▸ Given problem 1: Please decide whether each statement agrees with the article on the Jackson water crisis: (a) the governor's announcement activated the National Guard and declared a state of emergency; (b) Jackson residents had been advised to boil all water before drinking for the past month; (c) the state health department said tap water is safe for brushing teeth. Answer yes or no for each, and quote the words from the article that settle it.

The water crisis in Jackson, Mississippi, was decades in the making

Sabout 180,000 residents in and around Jackson, Miss. — the state’s capital and largest city — have little or no sanitary water for the foreseeable future after the city’s main water treatment plant broke down, the governor announced Tuesday.

“Until it’s fixed, we don’t have reliable running water at scale,” Mississippi Gov. Tate Reeves said Tuesday, in an announcement that activated the National Guard and declared a state of emergency. “The city cannot produce enough water to fight fires, flush toilets and meet other critical needs.”

The state health department warned that tap water is not even safe to brush teeth with or give to pets. Jackson residents were previously advised to boil all water before drinking for the past month.

Recent flooding, operational failures and staffing shortages at the treatment plant – and decades of infrastructure decay have led to an indefinite interruption in the supply of safe tap water to Jackson customers. The governor called it a “health threat.”

“This is a very different situation than a boil water notice, which is also a serious situation that the people of Jackson have become tragically numb to,” Reeves said at a news conference Monday. “Until it’s fixed, we don’t have reliable running water at scale. The city cannot produce enough water to fight fires, flush toilets and meet other critical needs.

▸ Given problem 2: Rewrite the rows from the line containing "If the blue sneaker" through the end of the rows, swapping "carpet cleaning wand" for "steam cleaning wand" and keeping everything else the same.

▸ Listed records:

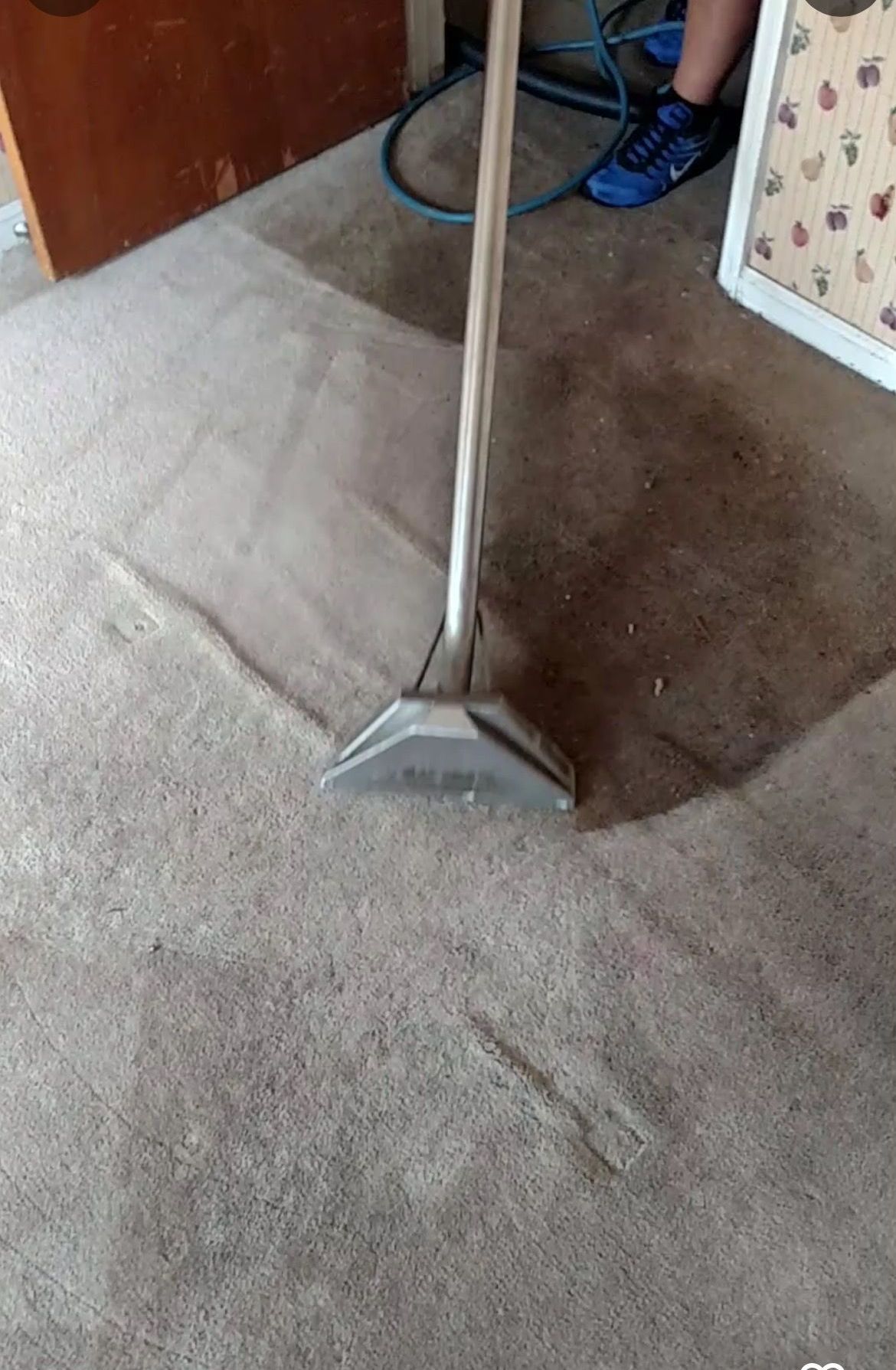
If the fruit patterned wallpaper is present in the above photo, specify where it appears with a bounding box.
[750,0,896,348]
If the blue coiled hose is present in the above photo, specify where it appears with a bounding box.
[380,0,682,224]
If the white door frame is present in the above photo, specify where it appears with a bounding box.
[404,0,445,93]
[718,0,896,392]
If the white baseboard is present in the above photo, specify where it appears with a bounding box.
[722,266,896,393]
[0,200,25,252]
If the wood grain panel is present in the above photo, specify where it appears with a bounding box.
[0,0,406,276]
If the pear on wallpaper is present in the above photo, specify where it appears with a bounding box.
[800,152,825,181]
[855,248,874,285]
[818,81,837,113]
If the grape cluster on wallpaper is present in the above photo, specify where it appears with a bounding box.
[750,0,896,348]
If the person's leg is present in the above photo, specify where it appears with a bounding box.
[672,0,759,104]
[582,0,759,208]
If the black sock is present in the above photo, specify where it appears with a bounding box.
[660,82,719,130]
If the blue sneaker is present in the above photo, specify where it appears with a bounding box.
[582,89,729,210]
[643,0,688,67]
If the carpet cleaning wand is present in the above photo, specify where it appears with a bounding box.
[322,0,575,809]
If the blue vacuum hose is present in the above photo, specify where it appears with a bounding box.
[380,0,682,224]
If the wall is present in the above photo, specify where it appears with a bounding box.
[750,0,896,348]
[0,146,19,205]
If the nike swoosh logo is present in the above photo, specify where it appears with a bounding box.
[669,152,700,185]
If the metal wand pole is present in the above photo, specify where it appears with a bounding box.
[441,0,522,695]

▸ Result 1:
(a) Yes: "in an announcement that activated the National Guard and declared a state of emergency"
(b) Yes: "Jackson residents were previously advised to boil all water before drinking for the past month"
(c) No: "tap water is not even safe to brush teeth with or give to pets"

▸ Result 2:
If the blue sneaker is present in the above photo, specify where it appears with a bounding box.
[582,89,729,210]
[643,0,688,67]
If the steam cleaning wand is present in the above photo, specify where it appears with a bounding box.
[322,0,575,809]
If the blue vacuum hose is present in the above photo, specify where it appears with a bounding box.
[380,0,682,224]
If the wall is present in the above photo, specify where it appears with a bounding box.
[750,0,896,348]
[0,146,19,205]
If the nike swoosh logo is present in the above photo, specify where it appears with a bounding box.
[669,152,700,185]
If the metal wand pole is present in the above photo, specify where it appears with a bounding box.
[441,0,522,695]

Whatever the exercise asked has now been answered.